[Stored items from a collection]
● ● ●
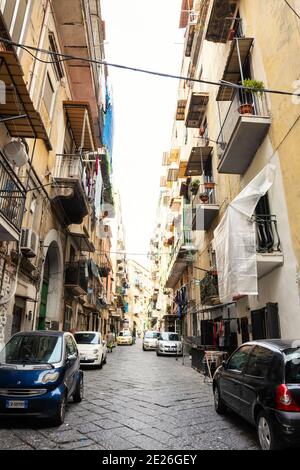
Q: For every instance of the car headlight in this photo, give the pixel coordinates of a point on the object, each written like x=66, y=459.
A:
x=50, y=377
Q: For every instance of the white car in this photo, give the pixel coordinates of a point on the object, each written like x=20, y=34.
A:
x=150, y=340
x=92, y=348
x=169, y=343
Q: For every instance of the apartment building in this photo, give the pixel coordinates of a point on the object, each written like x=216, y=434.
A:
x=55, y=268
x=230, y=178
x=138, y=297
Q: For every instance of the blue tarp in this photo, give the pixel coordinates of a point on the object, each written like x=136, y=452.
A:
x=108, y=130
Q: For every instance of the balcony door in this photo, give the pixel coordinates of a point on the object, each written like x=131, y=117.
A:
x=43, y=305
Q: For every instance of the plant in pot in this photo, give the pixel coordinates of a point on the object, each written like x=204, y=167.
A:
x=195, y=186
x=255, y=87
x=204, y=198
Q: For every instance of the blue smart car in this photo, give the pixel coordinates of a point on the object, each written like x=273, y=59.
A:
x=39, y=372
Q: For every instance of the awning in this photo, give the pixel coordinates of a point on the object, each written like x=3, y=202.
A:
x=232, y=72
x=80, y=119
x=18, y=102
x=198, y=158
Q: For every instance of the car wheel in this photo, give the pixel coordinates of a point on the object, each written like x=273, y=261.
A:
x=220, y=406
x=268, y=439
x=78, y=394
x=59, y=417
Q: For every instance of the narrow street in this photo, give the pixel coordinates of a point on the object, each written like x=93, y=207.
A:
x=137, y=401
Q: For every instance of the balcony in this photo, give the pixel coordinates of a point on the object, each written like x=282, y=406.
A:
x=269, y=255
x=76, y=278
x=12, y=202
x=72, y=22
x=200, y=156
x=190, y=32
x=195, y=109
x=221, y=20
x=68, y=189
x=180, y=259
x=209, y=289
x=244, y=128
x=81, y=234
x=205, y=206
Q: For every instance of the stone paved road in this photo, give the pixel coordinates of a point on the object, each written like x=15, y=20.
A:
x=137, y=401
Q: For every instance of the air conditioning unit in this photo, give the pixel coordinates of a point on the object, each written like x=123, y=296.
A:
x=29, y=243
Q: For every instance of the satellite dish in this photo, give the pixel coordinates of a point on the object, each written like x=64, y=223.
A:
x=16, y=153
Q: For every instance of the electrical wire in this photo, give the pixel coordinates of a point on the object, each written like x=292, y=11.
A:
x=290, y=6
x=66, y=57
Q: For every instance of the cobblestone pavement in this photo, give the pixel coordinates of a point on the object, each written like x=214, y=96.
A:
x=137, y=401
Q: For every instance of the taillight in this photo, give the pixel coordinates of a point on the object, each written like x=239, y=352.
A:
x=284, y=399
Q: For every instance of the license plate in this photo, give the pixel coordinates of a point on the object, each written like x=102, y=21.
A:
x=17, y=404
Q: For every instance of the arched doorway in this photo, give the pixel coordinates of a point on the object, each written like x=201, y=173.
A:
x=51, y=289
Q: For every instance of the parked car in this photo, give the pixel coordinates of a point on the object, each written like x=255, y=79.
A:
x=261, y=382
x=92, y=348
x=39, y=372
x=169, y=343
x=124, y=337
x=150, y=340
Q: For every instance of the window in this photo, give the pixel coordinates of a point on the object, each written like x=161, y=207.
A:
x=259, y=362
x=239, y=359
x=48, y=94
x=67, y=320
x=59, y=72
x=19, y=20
● ● ●
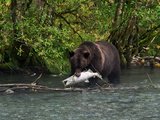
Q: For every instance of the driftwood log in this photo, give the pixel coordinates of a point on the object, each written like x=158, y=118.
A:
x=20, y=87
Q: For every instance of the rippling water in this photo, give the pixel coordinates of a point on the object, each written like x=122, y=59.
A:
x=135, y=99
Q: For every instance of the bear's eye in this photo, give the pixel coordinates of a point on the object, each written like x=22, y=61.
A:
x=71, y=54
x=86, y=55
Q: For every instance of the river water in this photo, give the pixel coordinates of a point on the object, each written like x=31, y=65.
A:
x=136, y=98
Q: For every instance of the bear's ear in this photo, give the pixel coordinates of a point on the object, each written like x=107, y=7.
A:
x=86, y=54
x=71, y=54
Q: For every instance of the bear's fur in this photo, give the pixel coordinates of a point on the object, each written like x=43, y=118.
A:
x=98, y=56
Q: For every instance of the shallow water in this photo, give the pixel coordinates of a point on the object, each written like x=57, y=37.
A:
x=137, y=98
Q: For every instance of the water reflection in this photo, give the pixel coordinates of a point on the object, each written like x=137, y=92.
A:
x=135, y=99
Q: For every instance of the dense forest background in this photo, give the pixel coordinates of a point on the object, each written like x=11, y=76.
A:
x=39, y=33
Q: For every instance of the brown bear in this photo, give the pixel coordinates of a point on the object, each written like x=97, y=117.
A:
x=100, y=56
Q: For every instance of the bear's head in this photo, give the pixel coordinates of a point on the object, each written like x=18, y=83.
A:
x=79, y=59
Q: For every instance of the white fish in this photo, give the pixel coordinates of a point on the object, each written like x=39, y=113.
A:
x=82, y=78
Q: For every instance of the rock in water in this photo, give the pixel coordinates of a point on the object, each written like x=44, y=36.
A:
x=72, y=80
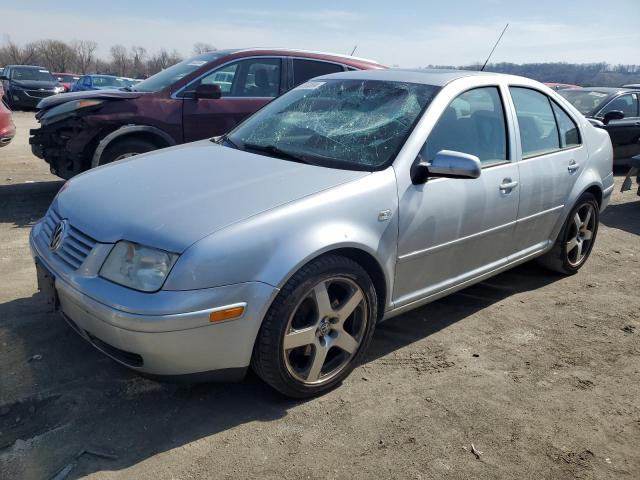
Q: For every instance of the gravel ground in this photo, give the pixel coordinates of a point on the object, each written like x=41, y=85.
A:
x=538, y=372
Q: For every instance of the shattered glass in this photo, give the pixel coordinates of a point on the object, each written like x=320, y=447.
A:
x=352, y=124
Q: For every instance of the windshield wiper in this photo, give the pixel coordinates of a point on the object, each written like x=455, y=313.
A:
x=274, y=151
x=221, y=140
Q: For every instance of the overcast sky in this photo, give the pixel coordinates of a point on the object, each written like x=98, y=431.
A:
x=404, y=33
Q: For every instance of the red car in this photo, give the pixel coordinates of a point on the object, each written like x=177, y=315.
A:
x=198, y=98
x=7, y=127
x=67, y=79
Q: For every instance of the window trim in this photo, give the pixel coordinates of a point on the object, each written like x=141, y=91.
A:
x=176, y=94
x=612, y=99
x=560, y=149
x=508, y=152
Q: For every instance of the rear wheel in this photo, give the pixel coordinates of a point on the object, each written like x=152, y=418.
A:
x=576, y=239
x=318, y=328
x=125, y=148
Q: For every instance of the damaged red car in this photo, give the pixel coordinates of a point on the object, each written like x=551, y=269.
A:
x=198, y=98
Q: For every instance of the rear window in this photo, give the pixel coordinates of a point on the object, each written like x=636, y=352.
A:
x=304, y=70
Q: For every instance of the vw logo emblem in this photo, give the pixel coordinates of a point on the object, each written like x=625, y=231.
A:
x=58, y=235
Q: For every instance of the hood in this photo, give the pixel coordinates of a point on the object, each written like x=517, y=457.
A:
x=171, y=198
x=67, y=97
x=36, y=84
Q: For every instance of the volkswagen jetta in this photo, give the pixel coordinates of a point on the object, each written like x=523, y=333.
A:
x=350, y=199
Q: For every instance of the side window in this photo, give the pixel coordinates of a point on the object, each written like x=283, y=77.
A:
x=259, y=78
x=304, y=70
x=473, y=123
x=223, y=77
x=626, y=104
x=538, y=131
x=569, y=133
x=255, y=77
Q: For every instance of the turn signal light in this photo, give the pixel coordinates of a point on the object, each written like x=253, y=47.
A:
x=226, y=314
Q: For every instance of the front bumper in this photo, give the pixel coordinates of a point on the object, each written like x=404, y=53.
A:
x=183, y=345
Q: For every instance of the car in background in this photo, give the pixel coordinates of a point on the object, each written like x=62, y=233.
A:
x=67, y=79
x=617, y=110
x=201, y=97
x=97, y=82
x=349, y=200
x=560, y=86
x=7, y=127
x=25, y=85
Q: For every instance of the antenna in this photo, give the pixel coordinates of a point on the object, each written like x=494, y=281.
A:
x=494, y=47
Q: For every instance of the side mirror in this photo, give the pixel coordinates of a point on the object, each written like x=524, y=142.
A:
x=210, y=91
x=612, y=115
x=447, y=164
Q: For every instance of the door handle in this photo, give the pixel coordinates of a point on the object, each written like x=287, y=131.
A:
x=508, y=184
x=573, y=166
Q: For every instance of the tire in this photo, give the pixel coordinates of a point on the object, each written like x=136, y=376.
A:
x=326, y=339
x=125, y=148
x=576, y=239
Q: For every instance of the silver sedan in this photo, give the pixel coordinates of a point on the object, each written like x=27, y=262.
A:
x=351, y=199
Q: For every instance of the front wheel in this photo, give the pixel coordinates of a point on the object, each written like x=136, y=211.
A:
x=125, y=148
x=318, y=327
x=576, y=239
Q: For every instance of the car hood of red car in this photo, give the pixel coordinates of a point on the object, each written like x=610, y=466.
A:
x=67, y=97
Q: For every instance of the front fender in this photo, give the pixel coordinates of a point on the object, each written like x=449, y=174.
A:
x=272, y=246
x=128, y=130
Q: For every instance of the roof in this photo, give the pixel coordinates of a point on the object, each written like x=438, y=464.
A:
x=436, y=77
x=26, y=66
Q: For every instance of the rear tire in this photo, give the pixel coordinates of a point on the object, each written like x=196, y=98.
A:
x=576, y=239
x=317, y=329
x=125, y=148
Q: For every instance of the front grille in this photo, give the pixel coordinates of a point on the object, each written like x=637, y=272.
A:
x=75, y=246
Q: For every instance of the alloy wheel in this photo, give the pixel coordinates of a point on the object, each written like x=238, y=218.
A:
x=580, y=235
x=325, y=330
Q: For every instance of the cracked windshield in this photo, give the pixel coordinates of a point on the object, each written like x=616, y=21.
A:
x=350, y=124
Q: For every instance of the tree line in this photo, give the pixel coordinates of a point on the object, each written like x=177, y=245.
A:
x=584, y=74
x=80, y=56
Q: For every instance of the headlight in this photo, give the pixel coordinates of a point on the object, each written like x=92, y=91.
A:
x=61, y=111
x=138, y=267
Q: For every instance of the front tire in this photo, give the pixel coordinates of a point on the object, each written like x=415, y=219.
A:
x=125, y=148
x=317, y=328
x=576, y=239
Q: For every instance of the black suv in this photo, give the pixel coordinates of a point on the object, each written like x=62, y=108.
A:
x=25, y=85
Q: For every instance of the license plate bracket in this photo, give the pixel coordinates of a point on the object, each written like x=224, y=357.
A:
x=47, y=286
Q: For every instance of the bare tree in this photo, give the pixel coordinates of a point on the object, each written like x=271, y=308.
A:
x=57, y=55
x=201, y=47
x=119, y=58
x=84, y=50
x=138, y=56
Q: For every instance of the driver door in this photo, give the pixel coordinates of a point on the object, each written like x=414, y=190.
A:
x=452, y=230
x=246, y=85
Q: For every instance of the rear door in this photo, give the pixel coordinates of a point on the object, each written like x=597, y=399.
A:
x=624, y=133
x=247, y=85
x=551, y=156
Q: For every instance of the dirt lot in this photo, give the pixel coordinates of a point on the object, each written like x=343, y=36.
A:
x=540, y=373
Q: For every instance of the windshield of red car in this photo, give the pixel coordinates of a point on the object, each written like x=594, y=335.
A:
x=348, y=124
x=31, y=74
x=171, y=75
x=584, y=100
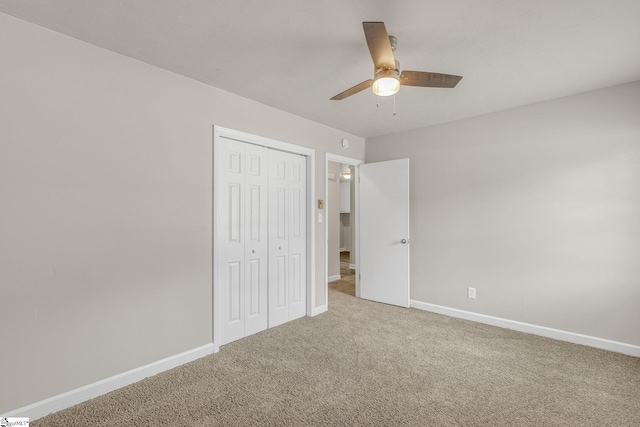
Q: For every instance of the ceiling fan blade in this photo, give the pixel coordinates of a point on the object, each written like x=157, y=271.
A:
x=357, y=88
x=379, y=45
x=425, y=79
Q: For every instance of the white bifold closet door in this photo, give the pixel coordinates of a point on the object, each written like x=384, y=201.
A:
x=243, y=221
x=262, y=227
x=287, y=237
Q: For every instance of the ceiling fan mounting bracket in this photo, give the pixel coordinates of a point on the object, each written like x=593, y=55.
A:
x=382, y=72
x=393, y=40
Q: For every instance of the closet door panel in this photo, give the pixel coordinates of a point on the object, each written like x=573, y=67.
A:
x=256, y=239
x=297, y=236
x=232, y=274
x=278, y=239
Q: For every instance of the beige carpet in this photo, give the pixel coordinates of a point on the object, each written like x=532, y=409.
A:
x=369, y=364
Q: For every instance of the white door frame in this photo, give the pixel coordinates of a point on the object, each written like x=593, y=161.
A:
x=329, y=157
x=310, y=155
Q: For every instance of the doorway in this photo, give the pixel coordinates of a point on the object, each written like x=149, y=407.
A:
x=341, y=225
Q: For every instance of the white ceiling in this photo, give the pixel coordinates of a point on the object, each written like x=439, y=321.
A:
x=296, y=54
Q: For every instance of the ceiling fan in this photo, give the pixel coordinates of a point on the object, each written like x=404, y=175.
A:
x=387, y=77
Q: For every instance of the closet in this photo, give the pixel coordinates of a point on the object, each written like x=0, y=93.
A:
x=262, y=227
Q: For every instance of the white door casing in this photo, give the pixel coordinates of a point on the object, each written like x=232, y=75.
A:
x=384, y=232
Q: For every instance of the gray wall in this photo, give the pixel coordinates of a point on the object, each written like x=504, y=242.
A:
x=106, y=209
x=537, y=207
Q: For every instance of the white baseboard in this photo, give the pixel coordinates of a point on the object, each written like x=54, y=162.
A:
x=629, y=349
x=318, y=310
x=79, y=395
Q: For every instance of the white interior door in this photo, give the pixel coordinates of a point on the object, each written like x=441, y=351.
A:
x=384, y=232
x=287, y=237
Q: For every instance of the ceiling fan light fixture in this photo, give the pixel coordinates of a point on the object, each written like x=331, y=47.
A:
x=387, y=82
● ● ●
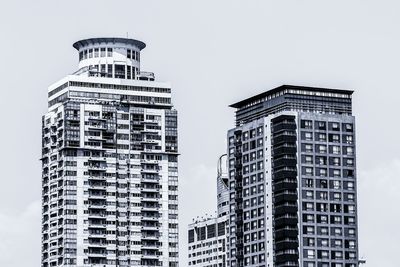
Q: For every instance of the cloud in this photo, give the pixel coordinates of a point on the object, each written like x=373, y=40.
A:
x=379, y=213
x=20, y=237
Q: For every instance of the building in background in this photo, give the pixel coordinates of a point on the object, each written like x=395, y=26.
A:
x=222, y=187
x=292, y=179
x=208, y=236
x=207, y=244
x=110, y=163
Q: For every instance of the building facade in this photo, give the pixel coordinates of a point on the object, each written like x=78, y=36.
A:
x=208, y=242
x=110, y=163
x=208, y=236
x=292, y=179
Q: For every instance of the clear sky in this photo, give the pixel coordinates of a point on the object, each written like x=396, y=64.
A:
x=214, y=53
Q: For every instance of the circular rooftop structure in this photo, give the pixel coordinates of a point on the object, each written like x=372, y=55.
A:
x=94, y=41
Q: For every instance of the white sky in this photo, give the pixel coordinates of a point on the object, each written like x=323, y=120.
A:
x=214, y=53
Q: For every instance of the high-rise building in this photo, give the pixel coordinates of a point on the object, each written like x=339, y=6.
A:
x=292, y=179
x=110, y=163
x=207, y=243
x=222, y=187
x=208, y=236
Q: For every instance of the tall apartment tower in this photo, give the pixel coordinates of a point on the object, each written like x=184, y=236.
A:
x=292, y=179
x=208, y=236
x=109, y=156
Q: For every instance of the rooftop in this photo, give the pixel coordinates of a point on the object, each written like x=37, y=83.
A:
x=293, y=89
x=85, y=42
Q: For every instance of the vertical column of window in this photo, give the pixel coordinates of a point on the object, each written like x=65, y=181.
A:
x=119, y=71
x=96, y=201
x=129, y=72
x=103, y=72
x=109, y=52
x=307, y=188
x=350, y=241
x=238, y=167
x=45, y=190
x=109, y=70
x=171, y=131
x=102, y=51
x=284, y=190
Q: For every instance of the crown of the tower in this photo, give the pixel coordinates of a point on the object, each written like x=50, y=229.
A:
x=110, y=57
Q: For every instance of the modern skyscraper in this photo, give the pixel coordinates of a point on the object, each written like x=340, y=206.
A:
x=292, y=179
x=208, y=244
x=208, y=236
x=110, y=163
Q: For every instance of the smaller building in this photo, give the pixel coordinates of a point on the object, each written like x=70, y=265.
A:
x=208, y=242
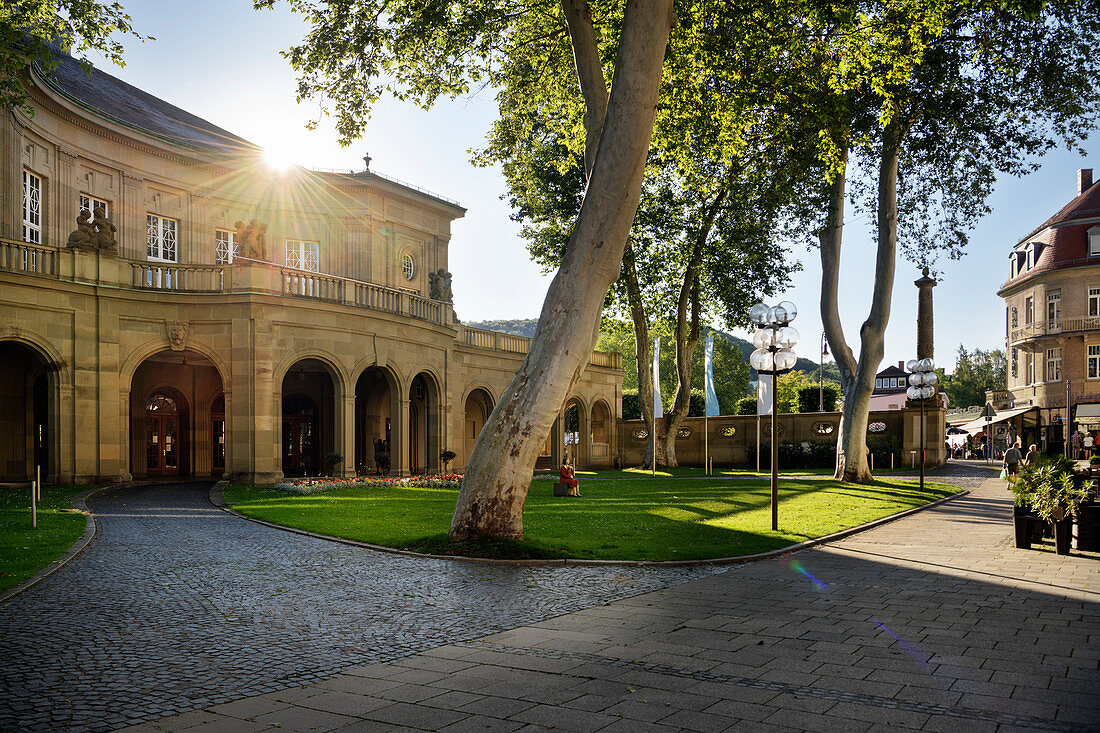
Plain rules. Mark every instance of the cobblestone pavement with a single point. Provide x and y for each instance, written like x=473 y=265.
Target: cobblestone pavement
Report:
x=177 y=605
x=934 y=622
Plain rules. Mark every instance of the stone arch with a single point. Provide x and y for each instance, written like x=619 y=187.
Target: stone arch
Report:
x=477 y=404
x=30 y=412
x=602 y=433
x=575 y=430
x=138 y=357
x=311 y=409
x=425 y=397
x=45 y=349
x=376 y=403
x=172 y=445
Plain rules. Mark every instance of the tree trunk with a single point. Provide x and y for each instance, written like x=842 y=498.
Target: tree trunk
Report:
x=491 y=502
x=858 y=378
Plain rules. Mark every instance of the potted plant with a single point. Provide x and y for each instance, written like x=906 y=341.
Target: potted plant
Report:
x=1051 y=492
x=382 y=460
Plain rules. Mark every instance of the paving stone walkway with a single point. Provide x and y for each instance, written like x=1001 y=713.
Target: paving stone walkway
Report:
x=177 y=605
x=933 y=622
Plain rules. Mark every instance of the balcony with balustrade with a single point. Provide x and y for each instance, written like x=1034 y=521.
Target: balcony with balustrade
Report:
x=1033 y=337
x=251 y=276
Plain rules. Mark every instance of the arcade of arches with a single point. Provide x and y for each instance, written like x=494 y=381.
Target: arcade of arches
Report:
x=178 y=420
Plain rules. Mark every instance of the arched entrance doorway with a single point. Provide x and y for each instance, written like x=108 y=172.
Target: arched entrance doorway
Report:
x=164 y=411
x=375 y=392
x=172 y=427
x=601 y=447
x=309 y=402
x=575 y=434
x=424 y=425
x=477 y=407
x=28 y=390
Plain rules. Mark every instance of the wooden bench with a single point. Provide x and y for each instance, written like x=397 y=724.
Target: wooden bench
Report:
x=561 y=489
● ● ●
_The problem_. Filtering the entries above by the word "wooden", copy each line that matches.

_Output for this task_.
Plain rules. Mark every instance of the wooden bench with a single point. Provide x and y for each instance, written like x=397 y=724.
Target: wooden bench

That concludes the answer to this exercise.